[BEGIN Provided information]

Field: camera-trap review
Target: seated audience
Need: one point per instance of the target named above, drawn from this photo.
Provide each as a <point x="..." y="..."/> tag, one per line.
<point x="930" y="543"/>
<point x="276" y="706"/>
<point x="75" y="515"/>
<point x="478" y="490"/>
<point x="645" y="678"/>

[END Provided information]
[BEGIN Provided information]

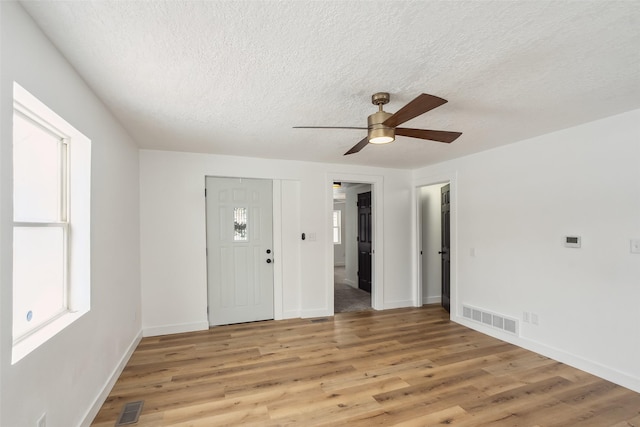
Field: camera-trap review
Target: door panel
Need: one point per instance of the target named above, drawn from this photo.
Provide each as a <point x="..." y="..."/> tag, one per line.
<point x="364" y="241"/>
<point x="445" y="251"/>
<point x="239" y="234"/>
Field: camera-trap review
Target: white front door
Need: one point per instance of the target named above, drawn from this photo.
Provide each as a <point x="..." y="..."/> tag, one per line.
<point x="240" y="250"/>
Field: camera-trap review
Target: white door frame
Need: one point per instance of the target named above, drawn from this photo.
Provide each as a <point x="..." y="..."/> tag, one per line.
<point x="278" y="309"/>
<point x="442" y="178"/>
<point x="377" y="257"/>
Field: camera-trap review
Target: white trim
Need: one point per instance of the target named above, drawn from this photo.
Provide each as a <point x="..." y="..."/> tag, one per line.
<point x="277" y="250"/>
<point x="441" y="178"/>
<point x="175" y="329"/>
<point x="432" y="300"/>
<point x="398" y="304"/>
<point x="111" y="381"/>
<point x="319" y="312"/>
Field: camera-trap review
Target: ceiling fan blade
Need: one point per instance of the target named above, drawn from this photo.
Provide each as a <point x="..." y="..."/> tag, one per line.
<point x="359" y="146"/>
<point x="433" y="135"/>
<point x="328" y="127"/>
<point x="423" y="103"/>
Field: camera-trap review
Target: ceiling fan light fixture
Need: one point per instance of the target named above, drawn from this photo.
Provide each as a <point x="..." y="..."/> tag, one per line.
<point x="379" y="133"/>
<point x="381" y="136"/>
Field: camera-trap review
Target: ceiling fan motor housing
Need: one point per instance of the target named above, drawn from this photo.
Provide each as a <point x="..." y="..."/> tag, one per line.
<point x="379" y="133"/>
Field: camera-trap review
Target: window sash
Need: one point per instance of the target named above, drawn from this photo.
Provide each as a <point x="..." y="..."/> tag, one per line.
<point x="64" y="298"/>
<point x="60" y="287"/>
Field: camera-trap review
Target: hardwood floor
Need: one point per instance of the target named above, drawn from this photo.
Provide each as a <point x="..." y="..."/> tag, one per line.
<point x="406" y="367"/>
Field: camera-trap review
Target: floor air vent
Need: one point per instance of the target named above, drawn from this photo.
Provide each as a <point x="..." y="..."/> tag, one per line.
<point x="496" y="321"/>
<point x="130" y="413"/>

[END Provided information]

Copy out each line from the records above that contains the word "white".

Target: white front door
Target: white door frame
Target: white trim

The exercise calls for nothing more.